*Texto do exercício:*
%%
Ver sangue e debater ciência

Um debate entre apaixonados. Essa seria uma forma otimista de enxergar uma discussão que, em muitos momentos, não prezou pela elegância. Mas, sem dúvida, não pecou pela omissão. A novidade da 62ª Reunião Anual da SBPC, em Natal (RN), é uma diferente forma de organizar as palestras: o “Ciência em Ebulição”.

Dois especialistas divergem sobre um tema. Um cronômetro lhes dá 20 minutos para a fala, há réplicas, tréplicas e a plateia participa. Um prato cheio para o confronto.

Dois especialistas divergem sobre um tema. Um cronômetro lhes dá 20 minutos para a fala. Prato cheio para o confronto

E teve confronto. O tema debatido foi: “a biossegurança dos transgênicos”. Na mesa, estavam os agrônomos Edilson Paiva, da Comissão Técnica Nacional em Biossegurança (CTNBio) – órgão do Ministério da Ciência e Tecnologia –, e Rubens Nodari, professor da Universidade Federal de Santa Catarina (UFSC) e especialista em recursos genéticos vegetais.
%%
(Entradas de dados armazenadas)
%%
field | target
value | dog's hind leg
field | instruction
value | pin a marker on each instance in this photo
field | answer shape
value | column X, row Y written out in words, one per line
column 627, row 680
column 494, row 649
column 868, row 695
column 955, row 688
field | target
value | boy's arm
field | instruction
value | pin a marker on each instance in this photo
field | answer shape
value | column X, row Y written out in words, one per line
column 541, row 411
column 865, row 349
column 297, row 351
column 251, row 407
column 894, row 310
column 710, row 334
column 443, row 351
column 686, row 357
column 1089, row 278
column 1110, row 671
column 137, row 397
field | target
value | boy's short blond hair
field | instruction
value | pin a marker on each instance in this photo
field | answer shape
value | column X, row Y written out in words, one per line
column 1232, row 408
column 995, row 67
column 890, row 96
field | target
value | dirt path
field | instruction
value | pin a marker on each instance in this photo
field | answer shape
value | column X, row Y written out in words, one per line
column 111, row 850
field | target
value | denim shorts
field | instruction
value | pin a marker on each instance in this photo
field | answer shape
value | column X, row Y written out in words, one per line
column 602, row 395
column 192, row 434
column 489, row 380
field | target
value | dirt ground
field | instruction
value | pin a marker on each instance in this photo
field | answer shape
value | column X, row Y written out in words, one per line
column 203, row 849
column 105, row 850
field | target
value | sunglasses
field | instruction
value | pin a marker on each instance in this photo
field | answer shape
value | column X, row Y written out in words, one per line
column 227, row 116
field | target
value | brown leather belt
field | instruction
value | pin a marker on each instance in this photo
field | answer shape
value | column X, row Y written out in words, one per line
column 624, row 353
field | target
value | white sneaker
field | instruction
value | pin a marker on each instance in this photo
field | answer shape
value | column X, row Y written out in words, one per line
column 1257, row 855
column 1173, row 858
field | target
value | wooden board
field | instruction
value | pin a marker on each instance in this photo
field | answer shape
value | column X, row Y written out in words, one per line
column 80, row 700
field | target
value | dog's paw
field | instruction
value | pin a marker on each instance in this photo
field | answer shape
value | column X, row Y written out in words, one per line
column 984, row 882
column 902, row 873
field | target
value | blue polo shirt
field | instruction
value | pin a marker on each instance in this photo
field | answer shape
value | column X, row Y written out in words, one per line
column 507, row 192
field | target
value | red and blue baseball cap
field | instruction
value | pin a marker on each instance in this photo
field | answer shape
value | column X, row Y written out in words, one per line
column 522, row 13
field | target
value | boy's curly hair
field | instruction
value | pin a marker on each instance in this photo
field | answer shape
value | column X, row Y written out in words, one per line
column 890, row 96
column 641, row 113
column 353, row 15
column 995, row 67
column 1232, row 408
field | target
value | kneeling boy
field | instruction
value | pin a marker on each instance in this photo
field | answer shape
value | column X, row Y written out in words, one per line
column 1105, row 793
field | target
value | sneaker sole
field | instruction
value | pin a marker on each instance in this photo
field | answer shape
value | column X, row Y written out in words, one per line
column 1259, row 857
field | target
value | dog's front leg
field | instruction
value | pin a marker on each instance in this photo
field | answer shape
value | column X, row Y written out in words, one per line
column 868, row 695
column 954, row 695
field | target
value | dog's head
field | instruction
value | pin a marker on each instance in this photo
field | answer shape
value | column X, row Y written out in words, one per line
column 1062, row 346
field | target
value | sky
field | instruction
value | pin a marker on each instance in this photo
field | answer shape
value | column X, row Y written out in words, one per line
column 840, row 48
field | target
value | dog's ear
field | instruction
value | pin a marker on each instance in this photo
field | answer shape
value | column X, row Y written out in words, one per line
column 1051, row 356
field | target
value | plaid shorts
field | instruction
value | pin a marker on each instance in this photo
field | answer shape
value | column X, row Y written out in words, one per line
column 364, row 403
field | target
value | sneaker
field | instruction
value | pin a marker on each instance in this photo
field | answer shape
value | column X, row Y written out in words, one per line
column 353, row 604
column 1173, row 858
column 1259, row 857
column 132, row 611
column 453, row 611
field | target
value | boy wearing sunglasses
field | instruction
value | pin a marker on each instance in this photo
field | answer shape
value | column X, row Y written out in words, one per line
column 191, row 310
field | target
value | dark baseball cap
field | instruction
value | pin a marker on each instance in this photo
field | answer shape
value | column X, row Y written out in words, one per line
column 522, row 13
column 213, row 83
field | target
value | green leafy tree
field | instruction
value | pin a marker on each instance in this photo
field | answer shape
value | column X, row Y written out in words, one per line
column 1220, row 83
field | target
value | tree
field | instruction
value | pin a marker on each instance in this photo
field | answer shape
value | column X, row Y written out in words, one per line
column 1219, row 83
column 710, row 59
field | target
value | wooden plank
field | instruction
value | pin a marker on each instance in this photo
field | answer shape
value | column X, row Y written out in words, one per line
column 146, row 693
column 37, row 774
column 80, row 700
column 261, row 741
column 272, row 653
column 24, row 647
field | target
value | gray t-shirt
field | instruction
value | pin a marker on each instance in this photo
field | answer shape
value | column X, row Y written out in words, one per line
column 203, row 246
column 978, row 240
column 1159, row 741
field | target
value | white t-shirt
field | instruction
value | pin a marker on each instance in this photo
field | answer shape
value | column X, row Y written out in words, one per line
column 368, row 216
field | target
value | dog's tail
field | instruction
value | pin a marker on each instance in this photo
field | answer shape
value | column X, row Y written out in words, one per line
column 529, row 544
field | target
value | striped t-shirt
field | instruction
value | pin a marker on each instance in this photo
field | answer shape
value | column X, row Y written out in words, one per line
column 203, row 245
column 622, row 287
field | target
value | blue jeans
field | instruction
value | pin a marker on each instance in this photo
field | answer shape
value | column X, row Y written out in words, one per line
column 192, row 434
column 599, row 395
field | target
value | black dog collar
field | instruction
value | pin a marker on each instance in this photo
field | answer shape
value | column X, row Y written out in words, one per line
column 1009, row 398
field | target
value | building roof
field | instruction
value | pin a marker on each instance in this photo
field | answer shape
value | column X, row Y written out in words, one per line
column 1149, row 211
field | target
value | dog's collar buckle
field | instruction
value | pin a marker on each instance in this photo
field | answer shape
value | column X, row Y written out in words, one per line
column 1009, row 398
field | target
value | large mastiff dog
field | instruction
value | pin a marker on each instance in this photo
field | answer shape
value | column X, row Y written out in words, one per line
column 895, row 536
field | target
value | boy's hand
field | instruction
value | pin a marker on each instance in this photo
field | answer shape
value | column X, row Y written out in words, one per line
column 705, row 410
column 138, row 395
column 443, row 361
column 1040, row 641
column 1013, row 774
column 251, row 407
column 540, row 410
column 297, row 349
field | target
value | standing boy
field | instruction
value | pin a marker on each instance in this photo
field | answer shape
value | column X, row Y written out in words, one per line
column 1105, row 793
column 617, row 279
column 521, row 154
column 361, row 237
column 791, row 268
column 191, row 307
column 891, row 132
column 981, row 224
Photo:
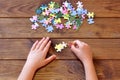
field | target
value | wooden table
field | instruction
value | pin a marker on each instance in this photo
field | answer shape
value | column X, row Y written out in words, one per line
column 16, row 39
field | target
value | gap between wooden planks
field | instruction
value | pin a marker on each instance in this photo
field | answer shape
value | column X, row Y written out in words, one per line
column 19, row 48
column 26, row 8
column 59, row 69
column 21, row 28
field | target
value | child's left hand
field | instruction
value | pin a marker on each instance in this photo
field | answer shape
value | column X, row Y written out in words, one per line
column 36, row 58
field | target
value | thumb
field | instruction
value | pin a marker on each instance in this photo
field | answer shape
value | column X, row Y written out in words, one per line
column 73, row 48
column 51, row 58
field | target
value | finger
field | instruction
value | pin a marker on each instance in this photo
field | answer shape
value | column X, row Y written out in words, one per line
column 73, row 48
column 34, row 45
column 40, row 42
column 44, row 43
column 47, row 48
column 78, row 43
column 51, row 58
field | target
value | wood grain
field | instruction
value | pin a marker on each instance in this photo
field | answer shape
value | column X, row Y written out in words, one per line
column 26, row 8
column 62, row 70
column 21, row 28
column 19, row 48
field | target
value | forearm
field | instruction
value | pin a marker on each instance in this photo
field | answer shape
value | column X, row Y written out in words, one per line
column 27, row 73
column 90, row 72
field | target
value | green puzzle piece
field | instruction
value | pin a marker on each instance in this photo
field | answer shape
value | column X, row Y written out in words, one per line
column 72, row 18
column 78, row 22
column 40, row 17
column 59, row 15
column 56, row 5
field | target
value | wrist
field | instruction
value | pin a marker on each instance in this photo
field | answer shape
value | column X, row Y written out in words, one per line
column 87, row 62
column 30, row 66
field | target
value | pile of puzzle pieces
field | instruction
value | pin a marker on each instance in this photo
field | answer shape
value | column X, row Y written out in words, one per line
column 51, row 15
column 59, row 47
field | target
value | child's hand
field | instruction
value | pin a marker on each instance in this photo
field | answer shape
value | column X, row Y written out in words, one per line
column 82, row 51
column 36, row 58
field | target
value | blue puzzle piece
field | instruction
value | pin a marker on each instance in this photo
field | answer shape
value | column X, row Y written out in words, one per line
column 43, row 6
column 74, row 13
column 38, row 11
column 44, row 25
column 79, row 11
column 90, row 21
column 49, row 29
column 42, row 21
column 84, row 11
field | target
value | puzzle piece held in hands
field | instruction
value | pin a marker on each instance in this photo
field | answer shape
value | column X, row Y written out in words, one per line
column 49, row 29
column 59, row 47
column 90, row 21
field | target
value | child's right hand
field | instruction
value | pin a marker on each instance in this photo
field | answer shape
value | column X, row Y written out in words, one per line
column 82, row 51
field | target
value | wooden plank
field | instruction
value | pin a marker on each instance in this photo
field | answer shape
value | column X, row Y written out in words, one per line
%%
*Detalhes da tarefa:* Reescreva o texto sobre o debate dos transgênicos desde "Um debate entre" até "para o confronto.", substituindo "plateia" por "audiência". As entradas não são necessárias para esta atividade.

*Resposta esperada:*
Um debate entre apaixonados. Essa seria uma forma otimista de enxergar uma discussão que, em muitos momentos, não prezou pela elegância. Mas, sem dúvida, não pecou pela omissão. A novidade da 62ª Reunião Anual da SBPC, em Natal (RN), é uma diferente forma de organizar as palestras: o “Ciência em Ebulição”.

Dois especialistas divergem sobre um tema. Um cronômetro lhes dá 20 minutos para a fala, há réplicas, tréplicas e a audiência participa. Um prato cheio para o confronto.